● The request
Your task is to output the entries below word for word.

● Exercise input
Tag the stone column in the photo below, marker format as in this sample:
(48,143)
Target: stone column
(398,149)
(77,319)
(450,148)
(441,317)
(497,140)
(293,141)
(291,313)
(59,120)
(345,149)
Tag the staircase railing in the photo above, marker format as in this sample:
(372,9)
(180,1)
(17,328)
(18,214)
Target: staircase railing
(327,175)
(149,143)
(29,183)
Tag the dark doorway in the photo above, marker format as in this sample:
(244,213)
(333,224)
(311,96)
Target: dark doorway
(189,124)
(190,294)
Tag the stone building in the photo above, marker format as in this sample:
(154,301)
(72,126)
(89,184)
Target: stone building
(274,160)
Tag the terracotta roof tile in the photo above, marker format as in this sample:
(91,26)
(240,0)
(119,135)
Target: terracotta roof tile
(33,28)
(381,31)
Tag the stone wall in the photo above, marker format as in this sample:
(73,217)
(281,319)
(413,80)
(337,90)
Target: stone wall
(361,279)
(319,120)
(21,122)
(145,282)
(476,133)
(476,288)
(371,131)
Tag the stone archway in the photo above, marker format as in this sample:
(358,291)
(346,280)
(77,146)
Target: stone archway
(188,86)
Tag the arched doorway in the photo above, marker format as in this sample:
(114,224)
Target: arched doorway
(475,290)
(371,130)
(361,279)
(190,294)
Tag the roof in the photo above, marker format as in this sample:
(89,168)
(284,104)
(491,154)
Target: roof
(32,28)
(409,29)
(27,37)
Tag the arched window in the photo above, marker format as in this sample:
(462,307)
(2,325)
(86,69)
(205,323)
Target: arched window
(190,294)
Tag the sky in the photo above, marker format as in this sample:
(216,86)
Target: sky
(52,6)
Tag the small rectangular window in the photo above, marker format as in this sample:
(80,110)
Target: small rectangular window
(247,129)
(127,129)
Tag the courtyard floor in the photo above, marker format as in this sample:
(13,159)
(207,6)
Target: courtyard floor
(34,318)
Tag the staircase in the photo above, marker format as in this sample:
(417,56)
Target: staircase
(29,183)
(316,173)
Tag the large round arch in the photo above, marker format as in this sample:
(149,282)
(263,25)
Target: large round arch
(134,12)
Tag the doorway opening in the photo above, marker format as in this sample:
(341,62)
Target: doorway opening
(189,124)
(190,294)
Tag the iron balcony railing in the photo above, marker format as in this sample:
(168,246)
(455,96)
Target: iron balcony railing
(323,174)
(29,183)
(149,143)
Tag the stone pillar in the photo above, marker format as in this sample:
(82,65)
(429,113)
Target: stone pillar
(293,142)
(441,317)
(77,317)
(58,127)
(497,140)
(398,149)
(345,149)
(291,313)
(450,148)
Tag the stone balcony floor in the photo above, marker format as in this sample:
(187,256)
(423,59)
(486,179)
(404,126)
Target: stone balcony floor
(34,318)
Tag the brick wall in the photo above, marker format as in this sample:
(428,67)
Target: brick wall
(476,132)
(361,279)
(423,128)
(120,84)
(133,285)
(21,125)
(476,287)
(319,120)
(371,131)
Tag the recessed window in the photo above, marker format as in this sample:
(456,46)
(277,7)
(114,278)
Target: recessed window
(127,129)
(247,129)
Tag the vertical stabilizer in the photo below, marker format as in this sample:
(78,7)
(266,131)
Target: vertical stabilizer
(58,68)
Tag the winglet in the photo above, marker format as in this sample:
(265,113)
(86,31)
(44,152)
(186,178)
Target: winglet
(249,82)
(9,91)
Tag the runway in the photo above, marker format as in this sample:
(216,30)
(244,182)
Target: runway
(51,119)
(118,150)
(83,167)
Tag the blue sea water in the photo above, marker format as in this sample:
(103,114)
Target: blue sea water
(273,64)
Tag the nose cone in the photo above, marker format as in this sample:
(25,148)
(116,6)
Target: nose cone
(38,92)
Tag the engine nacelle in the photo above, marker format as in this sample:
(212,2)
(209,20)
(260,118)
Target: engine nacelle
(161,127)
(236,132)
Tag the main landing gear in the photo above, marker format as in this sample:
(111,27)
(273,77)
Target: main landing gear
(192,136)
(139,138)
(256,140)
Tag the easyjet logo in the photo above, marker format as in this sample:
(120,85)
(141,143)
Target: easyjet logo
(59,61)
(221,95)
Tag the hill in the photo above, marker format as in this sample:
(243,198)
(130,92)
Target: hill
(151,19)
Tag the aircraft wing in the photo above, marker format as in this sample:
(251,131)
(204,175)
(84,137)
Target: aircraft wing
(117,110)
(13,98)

● Response for this exercise
Tag the stone column in the photo below, marker format as in this sample:
(48,143)
Target: stone column
(398,149)
(77,319)
(450,148)
(441,317)
(497,140)
(293,141)
(291,313)
(59,120)
(345,149)
Tag the staircase railing in the photo above, marker format as in this sample:
(372,9)
(180,1)
(17,328)
(18,214)
Target: staircase railing
(327,175)
(149,143)
(29,183)
Tag the dark doorway in the photo above, marker format as in this sample:
(244,213)
(333,224)
(311,96)
Target: dark doorway
(189,124)
(190,294)
Tag the stone building in the photo above, marker format as in this sample:
(154,301)
(72,126)
(89,184)
Target: stone building
(274,160)
Tag the terracotta roof tile in the photo above, marker format as in this sample:
(91,26)
(240,0)
(119,135)
Target: terracotta roof tile
(33,28)
(381,31)
Tag the stone wall in the photo above, marker format as in this sample:
(73,217)
(281,319)
(413,80)
(337,90)
Target: stone wall
(361,279)
(319,120)
(21,122)
(145,282)
(476,133)
(476,288)
(371,131)
Tag the stone archway in the photo above, marker format as in this sample:
(358,291)
(346,280)
(77,146)
Target: stone archway
(188,86)
Tag the arched doorway in the photo above, marker format as in this sample:
(114,224)
Target: arched doorway
(475,290)
(371,130)
(361,279)
(190,294)
Tag the roof in the photo above, marker format as in this sample:
(89,168)
(284,104)
(491,154)
Target: roof
(32,28)
(409,29)
(27,37)
Tag the arched window in the photo above, marker format as in this sample:
(462,307)
(2,325)
(86,69)
(205,323)
Target: arched window
(190,294)
Tag the sky in the photo above, marker format as in this sample:
(216,86)
Target: sky
(52,6)
Tag the small rectangular window in the photo above, marker format as in this sample:
(80,110)
Target: small rectangular window
(247,129)
(127,129)
Tag the courtyard floor in the photo above, marker format as in this sample:
(13,159)
(207,6)
Target: courtyard floor
(34,318)
Tag the staircase in the photo above, marker format as in this sample:
(417,56)
Target: staircase
(29,183)
(316,173)
Tag the large round arch in the photo above, marker format as in this sample:
(149,282)
(263,25)
Target: large round arch
(134,12)
Tag the doorway opening in the photo above, marker format as in this sample:
(341,62)
Target: doorway opening
(189,124)
(190,294)
Tag the iron balcony railing in the photo above, marker format as in this sample:
(168,246)
(455,96)
Target: iron balcony railing
(323,174)
(29,183)
(149,143)
Tag the stone pillar in the photo above, marker format as in this sample:
(82,65)
(429,113)
Target: stone pillar
(293,142)
(441,317)
(77,317)
(58,127)
(497,140)
(398,149)
(345,149)
(291,313)
(450,148)
Tag the stone balcony floor in the photo above, marker format as in this sample:
(187,256)
(423,59)
(486,179)
(404,126)
Target: stone balcony floor
(34,318)
Tag the brick wall in the photo above, marker format as in this sample:
(428,67)
Target: brick wall
(476,132)
(361,279)
(423,128)
(120,84)
(133,285)
(21,125)
(476,287)
(319,120)
(371,131)
Tag the recessed window in the photo above, marker format as in this sample:
(456,46)
(277,7)
(114,278)
Target: recessed window
(127,129)
(247,129)
Tag the vertical stabilizer in the photo below, marker format as in this sample:
(78,7)
(266,131)
Target: vertical stabilizer
(58,68)
Tag the winglet in the photo above, marker format as in this sample:
(265,113)
(86,31)
(44,152)
(186,178)
Target: winglet
(249,82)
(9,91)
Tag the runway in the photo above, marker format as in this sample:
(216,30)
(244,182)
Target: runway
(51,119)
(118,150)
(83,167)
Tag the blue sea water in the photo above, marker format as in this sample:
(103,114)
Target: blue sea water
(273,64)
Tag the nose cone in the photo above, marker format as in this sample:
(25,148)
(116,6)
Target: nose cone
(38,92)
Tag the engine nacelle in the photo above, marker format as in this sample:
(212,2)
(209,20)
(260,118)
Target: engine nacelle
(161,127)
(236,132)
Tag the main landing gear in the photo above, marker format as in this sample:
(111,27)
(273,77)
Target: main landing gear
(192,136)
(139,138)
(256,140)
Tag the easyjet logo in the photo above, marker format as in this sample:
(120,85)
(141,143)
Target: easyjet logo
(59,61)
(221,95)
Tag the hill in the photo above, marker format as in this sample:
(243,198)
(130,92)
Target: hill
(151,19)
Tag the aircraft wing in the photo above, marker format as in this sample:
(251,131)
(204,175)
(84,137)
Target: aircraft wing
(117,110)
(13,98)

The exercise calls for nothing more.